__Fragmento__.
▬▬▬

In [1]:
import numpy as np 

import tensorflow as tf 
from tensorflow.keras.layers import Layer, Embedding, Dense, MultiHeadAttention, LayerNormalization, Dropout 
from tensorflow.keras.models import Model 
from tensorflow.keras.preprocessing.text import Tokenizer 
from tensorflow.keras.preprocessing.sequence import pad_sequences

In [2]:
# ======= 1. BLOQUE TRANSFORMER ======= 
class TransformerBlock(Layer): 
    def __init__(self, embed_dim, num_heads, ff_dim, rate=0.1): 
        super(TransformerBlock, self).__init__() 
        self.att = MultiHeadAttention(num_heads=num_heads, key_dim=embed_dim) 
        self.ffn = tf.keras.Sequential([ 
        Dense(ff_dim, activation="relu"), 
        Dense(embed_dim) 
        ]) 
        self.layernorm1 = LayerNormalization(epsilon=1e-6) 
        self.layernorm2 = LayerNormalization(epsilon=1e-6) 
        self.dropout1 = Dropout(rate) 
        self.dropout2 = Dropout(rate) 
        
    def call(self, inputs, training): 
        attn_output = self.att(inputs, inputs)  # Autoatención 
        attn_output = self.dropout1(attn_output, training=training)

▬▬▬

__Registros de datos__.
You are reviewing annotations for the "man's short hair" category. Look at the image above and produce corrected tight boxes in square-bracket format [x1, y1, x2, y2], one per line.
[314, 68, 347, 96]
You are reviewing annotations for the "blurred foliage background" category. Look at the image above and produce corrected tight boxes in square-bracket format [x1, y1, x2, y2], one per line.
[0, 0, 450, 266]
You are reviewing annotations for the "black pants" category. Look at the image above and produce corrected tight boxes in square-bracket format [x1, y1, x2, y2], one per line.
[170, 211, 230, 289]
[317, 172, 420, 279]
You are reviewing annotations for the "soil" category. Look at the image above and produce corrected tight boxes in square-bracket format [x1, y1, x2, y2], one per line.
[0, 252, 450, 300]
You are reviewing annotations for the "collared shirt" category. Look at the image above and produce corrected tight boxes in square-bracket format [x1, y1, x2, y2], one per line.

▬▬▬

Transcriba textualmente la parte del fragmento sobre el bloque Transformer que comienza con "self.layernorm1 = LayerNormalization(epsilon=1e-6)" y continúa hasta "self.dropout2 = Dropout(rate)". Responda basándose únicamente en el fragmento.

__Salida de tarea__.
self.layernorm1 = LayerNormalization(epsilon=1e-6) 
        self.layernorm2 = LayerNormalization(epsilon=1e-6) 
        self.dropout1 = Dropout(rate) 
        self.dropout2 = Dropout(rate)